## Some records

********

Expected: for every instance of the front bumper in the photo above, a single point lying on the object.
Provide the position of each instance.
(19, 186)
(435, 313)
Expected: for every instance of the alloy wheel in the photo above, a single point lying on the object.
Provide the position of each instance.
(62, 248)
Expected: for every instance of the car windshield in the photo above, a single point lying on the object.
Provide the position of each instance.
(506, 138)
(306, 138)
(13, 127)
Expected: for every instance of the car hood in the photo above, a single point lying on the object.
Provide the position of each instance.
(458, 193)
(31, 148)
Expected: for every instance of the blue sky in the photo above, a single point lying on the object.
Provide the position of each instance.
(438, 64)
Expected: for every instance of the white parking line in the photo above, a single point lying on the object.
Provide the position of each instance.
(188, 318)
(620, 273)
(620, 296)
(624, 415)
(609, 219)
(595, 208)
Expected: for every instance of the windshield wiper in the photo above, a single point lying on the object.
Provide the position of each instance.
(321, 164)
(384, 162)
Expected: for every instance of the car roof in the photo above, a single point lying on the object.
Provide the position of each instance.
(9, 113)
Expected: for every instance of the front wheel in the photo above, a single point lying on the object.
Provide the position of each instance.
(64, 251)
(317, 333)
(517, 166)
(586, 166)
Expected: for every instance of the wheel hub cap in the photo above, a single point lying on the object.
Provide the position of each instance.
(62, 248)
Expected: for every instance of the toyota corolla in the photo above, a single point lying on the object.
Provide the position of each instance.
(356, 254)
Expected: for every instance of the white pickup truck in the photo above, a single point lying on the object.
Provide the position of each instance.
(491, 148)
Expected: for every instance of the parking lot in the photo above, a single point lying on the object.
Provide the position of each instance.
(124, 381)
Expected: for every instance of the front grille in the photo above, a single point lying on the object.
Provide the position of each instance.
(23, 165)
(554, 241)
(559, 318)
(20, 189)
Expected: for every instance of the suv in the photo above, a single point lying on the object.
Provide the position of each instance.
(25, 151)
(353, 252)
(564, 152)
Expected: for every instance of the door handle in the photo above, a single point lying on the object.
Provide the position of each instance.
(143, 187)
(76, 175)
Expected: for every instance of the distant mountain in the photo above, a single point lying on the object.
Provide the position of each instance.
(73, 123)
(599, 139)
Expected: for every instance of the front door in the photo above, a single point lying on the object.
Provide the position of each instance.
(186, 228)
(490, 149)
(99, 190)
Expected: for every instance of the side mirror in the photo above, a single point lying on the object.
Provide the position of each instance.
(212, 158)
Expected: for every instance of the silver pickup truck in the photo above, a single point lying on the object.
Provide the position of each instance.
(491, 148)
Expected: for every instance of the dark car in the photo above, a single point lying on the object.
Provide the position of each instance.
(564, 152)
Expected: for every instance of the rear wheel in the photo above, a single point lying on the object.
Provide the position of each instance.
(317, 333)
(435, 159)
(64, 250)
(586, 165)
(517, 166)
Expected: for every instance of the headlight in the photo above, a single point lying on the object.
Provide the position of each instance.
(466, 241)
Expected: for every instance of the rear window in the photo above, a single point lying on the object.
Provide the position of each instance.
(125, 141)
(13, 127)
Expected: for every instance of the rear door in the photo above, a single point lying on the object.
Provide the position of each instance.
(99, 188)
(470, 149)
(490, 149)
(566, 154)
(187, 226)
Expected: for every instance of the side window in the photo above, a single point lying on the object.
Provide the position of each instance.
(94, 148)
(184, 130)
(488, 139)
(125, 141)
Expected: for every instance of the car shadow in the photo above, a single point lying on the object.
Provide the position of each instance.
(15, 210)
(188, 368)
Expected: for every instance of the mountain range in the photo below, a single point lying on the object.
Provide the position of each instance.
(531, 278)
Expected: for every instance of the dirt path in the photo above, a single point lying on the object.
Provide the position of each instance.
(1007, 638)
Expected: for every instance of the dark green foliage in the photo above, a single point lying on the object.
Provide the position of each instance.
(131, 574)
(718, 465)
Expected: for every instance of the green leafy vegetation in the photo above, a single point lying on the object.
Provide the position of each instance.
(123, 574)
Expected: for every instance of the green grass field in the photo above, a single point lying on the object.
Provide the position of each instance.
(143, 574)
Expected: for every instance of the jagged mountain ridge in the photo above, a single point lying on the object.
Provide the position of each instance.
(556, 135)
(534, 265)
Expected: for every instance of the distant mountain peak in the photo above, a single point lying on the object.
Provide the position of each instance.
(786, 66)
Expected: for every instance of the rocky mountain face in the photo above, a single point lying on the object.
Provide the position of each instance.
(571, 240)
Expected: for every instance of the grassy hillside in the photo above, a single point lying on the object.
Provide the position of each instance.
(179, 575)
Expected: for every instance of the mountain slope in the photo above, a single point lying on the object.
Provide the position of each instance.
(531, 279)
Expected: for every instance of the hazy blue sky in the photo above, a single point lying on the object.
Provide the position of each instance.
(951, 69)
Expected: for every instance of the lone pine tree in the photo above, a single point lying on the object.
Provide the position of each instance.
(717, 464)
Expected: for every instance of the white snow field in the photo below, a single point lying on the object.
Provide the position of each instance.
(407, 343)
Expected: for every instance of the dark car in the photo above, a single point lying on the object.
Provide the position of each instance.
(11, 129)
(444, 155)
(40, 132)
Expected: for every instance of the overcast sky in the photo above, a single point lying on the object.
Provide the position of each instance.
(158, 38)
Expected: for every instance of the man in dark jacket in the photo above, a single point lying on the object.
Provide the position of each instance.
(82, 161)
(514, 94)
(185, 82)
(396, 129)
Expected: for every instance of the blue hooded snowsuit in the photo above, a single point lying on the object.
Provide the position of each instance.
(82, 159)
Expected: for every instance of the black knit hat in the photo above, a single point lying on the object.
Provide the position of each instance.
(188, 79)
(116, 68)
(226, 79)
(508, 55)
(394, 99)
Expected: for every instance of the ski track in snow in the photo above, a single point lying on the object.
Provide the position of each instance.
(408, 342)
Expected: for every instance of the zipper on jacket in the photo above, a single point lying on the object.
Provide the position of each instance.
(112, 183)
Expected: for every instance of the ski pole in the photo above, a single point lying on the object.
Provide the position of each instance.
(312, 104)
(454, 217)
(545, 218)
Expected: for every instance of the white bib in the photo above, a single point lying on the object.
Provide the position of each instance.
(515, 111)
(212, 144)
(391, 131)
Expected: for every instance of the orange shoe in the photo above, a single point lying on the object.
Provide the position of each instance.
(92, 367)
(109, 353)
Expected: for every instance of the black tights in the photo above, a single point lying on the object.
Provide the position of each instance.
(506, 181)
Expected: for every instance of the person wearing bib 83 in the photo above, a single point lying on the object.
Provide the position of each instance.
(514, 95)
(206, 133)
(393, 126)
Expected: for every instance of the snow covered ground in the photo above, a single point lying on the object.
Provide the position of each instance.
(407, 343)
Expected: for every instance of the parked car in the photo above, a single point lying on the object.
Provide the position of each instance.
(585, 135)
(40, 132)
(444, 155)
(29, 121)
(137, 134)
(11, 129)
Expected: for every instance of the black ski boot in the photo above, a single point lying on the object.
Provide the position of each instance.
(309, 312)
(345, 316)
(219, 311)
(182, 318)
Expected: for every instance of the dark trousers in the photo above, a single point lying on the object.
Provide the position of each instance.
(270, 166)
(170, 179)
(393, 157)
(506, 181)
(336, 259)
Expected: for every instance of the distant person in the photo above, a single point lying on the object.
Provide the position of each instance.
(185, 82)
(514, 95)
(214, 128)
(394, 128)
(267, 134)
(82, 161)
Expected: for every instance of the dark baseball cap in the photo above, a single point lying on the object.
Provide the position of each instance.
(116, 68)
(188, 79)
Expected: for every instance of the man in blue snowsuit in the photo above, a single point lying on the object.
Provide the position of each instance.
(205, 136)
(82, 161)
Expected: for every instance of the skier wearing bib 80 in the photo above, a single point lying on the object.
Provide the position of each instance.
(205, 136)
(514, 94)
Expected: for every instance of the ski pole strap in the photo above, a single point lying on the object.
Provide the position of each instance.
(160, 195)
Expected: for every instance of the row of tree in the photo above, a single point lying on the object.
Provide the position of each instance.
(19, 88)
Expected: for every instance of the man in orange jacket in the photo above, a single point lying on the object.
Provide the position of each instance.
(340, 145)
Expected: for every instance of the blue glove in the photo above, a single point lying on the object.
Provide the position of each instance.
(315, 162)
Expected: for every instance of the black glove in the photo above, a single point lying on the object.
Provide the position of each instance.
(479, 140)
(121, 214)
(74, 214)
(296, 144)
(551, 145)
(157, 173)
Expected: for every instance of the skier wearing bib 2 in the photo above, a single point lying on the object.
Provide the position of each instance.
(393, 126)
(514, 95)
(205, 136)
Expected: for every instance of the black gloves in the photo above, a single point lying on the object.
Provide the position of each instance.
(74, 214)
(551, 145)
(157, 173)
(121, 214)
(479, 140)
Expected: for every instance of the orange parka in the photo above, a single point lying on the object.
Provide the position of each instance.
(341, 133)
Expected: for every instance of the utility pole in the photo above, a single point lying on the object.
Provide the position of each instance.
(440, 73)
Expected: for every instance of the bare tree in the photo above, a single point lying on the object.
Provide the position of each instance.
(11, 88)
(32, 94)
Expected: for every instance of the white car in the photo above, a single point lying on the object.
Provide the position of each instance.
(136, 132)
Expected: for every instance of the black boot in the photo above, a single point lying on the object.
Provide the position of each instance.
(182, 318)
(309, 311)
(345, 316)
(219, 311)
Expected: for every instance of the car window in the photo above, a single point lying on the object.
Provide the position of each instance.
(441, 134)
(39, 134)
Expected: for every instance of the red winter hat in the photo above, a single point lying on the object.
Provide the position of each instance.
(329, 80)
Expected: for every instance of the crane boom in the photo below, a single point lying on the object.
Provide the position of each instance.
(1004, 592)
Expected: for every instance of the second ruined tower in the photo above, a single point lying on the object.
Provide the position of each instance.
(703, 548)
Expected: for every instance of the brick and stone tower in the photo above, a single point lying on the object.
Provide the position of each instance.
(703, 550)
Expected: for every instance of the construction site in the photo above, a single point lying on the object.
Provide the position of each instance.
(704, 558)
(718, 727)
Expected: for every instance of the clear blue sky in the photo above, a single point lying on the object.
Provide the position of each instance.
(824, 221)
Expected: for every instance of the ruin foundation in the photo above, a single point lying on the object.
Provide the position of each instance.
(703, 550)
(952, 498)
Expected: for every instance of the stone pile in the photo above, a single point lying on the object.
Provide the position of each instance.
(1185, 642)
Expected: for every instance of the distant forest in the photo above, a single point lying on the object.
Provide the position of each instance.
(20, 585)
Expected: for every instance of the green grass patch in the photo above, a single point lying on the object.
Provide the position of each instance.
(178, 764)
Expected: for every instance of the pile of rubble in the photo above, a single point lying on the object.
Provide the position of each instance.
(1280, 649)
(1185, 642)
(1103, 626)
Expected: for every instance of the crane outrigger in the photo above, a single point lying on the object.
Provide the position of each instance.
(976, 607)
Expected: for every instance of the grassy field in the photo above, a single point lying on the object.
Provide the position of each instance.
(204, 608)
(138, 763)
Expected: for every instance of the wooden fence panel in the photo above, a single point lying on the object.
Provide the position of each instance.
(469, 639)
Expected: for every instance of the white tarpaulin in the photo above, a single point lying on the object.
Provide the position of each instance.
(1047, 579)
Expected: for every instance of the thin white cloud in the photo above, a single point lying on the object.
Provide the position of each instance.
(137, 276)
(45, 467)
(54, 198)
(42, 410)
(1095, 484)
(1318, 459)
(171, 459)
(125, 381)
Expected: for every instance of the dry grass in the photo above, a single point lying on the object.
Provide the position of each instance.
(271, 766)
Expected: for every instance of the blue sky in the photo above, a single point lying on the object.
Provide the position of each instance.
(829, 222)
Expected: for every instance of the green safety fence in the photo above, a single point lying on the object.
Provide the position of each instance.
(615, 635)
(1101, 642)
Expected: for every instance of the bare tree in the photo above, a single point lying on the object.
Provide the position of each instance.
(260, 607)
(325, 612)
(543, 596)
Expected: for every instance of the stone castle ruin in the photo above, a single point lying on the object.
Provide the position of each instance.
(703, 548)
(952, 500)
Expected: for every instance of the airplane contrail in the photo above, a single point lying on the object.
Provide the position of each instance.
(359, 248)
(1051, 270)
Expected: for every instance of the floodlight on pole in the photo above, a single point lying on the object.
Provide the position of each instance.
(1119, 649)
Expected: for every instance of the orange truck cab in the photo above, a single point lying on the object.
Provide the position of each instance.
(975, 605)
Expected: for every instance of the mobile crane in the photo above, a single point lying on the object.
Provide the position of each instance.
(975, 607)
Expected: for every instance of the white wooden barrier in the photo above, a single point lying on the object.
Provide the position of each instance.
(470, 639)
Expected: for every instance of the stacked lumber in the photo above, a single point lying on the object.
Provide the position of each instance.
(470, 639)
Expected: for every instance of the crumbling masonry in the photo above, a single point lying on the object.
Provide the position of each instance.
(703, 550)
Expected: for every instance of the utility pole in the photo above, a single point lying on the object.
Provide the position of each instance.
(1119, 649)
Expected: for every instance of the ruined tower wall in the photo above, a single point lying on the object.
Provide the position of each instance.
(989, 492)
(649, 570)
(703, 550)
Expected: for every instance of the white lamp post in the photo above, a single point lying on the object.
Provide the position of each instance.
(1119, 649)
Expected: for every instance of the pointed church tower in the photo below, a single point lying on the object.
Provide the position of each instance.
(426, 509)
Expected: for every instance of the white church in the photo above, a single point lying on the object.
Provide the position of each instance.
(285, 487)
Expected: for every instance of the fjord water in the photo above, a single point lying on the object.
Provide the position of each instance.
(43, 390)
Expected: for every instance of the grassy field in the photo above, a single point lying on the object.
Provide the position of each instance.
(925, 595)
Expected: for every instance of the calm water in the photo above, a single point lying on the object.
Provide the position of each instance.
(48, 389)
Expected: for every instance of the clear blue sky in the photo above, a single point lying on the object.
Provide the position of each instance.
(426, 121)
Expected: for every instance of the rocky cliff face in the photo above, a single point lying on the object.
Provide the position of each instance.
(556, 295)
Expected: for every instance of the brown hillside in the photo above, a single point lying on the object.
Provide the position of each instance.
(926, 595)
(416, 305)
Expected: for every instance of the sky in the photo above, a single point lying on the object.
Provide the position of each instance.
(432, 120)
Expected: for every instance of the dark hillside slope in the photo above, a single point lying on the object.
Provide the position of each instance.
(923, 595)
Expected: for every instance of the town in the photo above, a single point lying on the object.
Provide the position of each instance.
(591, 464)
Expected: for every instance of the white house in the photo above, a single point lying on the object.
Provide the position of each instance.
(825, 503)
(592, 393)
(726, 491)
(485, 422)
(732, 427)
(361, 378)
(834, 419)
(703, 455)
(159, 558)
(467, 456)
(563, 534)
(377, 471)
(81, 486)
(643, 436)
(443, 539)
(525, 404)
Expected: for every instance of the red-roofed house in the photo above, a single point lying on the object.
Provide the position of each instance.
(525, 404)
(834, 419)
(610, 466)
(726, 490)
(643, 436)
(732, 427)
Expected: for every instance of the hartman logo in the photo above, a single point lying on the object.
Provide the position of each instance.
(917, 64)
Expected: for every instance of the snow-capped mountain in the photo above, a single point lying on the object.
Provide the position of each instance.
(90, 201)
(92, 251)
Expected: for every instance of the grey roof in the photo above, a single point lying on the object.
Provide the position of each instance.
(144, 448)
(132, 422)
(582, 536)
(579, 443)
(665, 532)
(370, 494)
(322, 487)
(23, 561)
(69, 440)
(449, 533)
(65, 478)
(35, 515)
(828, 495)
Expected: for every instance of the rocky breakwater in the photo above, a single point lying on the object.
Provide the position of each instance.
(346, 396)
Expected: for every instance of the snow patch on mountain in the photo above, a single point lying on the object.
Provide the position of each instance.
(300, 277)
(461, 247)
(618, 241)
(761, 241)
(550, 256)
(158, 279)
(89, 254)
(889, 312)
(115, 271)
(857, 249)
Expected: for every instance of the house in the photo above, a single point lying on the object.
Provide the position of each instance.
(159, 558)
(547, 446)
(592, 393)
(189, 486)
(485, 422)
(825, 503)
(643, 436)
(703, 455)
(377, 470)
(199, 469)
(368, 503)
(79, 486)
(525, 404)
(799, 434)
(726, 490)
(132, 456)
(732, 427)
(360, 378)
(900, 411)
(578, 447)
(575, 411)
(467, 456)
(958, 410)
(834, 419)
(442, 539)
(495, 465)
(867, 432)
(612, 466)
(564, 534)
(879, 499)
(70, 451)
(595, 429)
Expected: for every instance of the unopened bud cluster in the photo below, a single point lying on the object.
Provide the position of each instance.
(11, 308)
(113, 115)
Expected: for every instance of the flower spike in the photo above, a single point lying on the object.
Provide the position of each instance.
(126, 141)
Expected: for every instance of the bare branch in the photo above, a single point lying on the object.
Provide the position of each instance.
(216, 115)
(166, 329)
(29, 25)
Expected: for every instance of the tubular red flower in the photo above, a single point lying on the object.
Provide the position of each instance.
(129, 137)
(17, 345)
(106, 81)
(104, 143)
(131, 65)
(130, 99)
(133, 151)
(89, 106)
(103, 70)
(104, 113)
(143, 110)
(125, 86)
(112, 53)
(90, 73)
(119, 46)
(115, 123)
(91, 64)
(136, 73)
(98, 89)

********

## Task brief
Starting from the line with "Expected: for every instance of the house" and ending with the final line of the data, quote every line exactly, both ends included.

## Output below
Expected: for every instance of the house in the photo above, a single point lying on the object.
Provide the position of each instance.
(159, 558)
(547, 446)
(592, 393)
(189, 486)
(485, 422)
(825, 503)
(643, 436)
(703, 455)
(377, 470)
(199, 469)
(368, 503)
(79, 486)
(525, 404)
(799, 434)
(726, 490)
(132, 456)
(732, 427)
(360, 378)
(900, 411)
(578, 447)
(575, 411)
(467, 456)
(958, 410)
(834, 419)
(442, 539)
(495, 465)
(867, 432)
(612, 466)
(564, 534)
(879, 499)
(70, 451)
(595, 429)
Expected: for every instance of the unopened bud cluster in the photo below, a single point lying on the object.
Provide the position of each instance.
(11, 308)
(113, 115)
Expected: for every instance of the flower spike in the photo above, a single point lying on the object.
Provide the position of each instance.
(126, 141)
Expected: for every instance of the bare branch in the photo above, a single point lying on the object.
Provide the position of each instance.
(216, 115)
(166, 329)
(29, 25)
Expected: for every instance of the tubular red flower in the photo above, a single point lying on the object.
Provide the position of each instance.
(129, 137)
(17, 345)
(106, 81)
(104, 143)
(131, 65)
(130, 99)
(133, 151)
(89, 106)
(103, 70)
(104, 113)
(143, 110)
(125, 86)
(112, 53)
(90, 73)
(119, 46)
(115, 123)
(91, 64)
(136, 73)
(98, 89)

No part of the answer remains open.